(Object location annotation data)

● ● ● ● ●

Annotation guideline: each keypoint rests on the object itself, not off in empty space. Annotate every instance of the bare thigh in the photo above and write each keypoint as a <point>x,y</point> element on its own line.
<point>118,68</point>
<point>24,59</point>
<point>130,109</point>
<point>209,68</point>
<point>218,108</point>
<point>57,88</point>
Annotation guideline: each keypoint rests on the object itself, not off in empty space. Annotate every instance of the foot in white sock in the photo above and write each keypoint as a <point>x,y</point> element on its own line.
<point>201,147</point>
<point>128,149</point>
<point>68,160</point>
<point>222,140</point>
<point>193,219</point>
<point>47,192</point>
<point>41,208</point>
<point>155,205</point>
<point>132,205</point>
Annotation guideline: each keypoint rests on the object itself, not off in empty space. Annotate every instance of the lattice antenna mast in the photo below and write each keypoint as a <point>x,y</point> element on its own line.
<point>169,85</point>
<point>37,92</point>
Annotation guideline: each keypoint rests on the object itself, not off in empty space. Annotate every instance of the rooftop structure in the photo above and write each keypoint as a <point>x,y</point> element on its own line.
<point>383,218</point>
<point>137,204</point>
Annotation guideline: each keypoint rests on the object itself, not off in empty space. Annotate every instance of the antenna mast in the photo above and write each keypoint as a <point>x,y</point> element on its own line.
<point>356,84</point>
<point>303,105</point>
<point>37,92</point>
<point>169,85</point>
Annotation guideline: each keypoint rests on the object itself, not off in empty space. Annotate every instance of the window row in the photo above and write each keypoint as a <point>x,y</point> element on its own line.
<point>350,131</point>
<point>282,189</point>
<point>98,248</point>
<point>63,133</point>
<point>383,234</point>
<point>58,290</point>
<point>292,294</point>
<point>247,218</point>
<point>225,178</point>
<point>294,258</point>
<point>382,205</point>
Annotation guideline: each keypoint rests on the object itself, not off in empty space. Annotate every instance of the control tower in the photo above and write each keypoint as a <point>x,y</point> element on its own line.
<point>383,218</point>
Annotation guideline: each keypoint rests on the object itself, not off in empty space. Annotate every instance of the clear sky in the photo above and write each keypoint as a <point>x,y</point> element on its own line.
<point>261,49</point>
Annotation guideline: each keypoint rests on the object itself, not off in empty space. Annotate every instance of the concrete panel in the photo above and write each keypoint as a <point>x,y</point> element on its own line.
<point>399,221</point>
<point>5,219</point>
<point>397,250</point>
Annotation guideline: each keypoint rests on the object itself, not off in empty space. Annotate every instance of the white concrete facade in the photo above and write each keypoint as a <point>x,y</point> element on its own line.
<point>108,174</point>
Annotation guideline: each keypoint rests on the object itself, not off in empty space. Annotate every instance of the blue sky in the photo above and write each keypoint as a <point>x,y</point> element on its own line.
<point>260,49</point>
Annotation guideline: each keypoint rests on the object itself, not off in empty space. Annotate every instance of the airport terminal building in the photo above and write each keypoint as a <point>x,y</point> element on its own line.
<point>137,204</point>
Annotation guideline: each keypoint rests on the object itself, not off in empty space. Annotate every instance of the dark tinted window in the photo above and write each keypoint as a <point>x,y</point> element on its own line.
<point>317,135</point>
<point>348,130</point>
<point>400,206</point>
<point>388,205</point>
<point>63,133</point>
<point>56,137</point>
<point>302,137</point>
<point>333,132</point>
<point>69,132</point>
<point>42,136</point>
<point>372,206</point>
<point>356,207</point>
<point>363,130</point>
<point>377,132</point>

● ● ● ● ●

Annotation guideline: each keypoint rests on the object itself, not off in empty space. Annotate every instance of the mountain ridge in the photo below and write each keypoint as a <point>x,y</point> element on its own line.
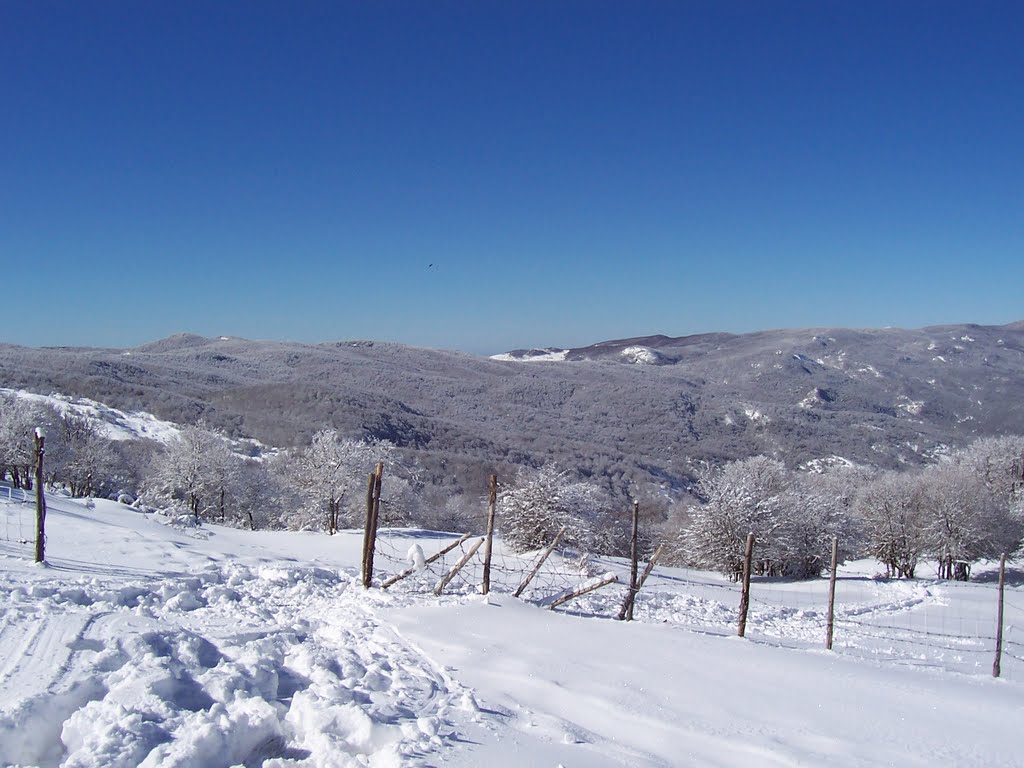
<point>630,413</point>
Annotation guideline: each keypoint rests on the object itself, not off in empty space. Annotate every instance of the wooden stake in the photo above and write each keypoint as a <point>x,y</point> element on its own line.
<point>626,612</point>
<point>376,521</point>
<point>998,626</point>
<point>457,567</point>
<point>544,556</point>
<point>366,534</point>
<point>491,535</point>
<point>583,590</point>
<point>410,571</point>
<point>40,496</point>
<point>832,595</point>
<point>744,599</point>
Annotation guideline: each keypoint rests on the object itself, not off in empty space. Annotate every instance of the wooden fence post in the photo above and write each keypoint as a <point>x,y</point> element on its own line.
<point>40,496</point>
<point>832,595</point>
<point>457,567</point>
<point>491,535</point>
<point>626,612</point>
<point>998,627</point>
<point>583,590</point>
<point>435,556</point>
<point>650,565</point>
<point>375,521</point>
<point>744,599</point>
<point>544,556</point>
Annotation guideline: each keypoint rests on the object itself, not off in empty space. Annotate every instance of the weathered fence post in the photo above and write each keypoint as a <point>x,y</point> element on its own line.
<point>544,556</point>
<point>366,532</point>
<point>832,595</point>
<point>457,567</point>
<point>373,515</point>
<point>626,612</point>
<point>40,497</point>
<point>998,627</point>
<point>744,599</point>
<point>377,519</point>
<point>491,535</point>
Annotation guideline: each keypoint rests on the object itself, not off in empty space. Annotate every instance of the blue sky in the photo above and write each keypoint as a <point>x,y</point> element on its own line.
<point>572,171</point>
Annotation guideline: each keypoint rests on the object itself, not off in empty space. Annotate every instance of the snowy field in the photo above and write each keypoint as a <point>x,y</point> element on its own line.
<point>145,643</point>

● ● ● ● ●

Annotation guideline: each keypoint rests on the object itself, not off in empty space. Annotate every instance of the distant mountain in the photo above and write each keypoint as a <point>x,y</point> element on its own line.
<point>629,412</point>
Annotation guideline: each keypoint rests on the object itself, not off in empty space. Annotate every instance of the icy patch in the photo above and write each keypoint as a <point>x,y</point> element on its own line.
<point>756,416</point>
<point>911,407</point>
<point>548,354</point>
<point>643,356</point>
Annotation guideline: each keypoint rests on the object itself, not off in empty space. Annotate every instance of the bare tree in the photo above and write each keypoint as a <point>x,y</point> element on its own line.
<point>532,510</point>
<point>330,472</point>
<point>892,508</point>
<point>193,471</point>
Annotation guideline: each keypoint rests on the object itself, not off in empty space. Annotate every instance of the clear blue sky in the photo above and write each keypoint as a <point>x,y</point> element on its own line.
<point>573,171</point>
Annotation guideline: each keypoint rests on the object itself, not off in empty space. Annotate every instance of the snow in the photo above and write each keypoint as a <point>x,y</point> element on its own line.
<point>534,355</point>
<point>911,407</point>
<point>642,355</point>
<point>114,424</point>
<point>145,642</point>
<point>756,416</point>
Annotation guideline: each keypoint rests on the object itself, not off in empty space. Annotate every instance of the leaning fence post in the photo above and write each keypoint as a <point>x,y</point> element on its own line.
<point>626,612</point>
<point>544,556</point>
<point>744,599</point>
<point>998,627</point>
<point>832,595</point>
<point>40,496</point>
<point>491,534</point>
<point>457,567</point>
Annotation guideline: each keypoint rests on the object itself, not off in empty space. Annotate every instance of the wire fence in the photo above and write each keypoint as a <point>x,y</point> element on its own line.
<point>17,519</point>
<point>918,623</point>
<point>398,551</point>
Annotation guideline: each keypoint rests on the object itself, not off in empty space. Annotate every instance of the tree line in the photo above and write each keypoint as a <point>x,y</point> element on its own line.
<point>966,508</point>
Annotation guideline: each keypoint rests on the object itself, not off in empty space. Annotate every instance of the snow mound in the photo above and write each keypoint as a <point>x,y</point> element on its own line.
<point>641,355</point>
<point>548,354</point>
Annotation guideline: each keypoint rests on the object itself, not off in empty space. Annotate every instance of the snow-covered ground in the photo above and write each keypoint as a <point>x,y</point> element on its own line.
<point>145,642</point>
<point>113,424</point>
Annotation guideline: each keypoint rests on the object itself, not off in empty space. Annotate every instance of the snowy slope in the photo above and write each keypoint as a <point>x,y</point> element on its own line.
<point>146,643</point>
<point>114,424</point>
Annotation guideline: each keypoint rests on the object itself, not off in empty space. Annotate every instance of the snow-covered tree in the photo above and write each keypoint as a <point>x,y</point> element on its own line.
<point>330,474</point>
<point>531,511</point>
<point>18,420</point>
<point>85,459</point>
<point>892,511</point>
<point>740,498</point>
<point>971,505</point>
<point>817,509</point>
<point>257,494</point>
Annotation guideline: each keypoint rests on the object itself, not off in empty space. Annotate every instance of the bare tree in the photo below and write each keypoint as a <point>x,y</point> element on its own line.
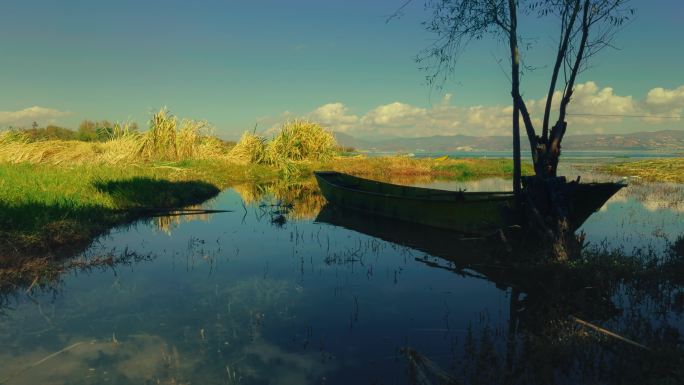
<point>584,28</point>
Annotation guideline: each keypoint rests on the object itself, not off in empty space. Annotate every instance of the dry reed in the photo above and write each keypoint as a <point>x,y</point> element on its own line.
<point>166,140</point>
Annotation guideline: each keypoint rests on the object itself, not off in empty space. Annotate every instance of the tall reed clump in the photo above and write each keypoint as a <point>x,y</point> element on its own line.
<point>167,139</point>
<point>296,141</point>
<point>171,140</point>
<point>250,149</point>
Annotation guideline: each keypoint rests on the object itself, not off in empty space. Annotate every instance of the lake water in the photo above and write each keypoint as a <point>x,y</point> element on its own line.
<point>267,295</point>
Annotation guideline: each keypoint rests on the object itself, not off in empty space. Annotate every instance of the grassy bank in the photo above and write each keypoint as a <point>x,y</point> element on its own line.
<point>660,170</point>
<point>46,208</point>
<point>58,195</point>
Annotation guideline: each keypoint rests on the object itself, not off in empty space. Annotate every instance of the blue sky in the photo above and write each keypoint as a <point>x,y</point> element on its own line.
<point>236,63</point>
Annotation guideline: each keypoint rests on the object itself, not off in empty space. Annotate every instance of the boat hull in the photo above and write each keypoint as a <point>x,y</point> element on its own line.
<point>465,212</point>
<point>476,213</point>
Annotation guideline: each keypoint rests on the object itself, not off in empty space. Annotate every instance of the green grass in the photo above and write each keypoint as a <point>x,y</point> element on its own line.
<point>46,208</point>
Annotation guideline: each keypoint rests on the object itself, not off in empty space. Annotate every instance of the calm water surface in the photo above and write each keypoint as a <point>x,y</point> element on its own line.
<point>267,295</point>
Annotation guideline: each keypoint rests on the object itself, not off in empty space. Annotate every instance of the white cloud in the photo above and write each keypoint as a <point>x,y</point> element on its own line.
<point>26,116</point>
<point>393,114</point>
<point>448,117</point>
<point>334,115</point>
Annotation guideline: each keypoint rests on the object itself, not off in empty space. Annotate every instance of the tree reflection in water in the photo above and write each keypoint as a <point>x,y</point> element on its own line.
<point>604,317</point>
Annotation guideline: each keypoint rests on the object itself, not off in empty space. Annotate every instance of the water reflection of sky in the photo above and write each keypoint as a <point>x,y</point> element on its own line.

● ● ● ● ●

### SET PROBLEM:
Give the records as a two-column CSV with the columns request and answer, one row per record, putting each field in quotation marks and turning its line breaks into spaces. Begin at the line that contains "of the grassy" and stop after the line that contains "<point>604,317</point>".

### SOLUTION TO THIS PROBLEM:
request,answer
"Annotation guideline: each keypoint rests on the object itself, not off in empty space. Annotate every instance of the grassy bank in the photo above and write each keypoint as a <point>x,y</point> element on its own line.","<point>660,170</point> <point>46,208</point> <point>58,195</point>"
"Annotation guideline: each keypoint rests on the object itself, not off in empty space. Annotate every instance of the blue sky in the photo above and write each keypoint as a <point>x,y</point> element on its own line.","<point>236,63</point>"
"Annotation guideline: each keypoint rests on the object itself, not off in empty space. Annotate every instance of the boat hull in the photo above and write each keypoint as a <point>x,y</point> element on its own line.","<point>465,212</point> <point>476,213</point>"
"Annotation guideline: each keypoint rests on the object itself, not off in empty space. Annotate every instance of the green grass in the photo above and write each keypoint as a <point>x,y</point> element on its own line.","<point>46,208</point>"
"Annotation guideline: each keypoint rests on the object itself, not off in empty space. Annotate every instance of the calm water surface in the photo above and write each keypoint as a <point>x,y</point> element on its own line.","<point>267,295</point>"
"Annotation guideline: each keypoint rests on the object itself, not off in empty space. Annotate every instance of the white cloud in the photo above and write each keypoint as a <point>x,y</point> element on its own line.","<point>26,116</point> <point>393,114</point> <point>448,117</point> <point>334,115</point>"
"Annotation guideline: each keypoint rests on the object itself, not off in empty space. Annotate every instance of the tree reflection in water in the photo above and write each keypoint as a <point>x,y</point> element on its own line.","<point>604,317</point>"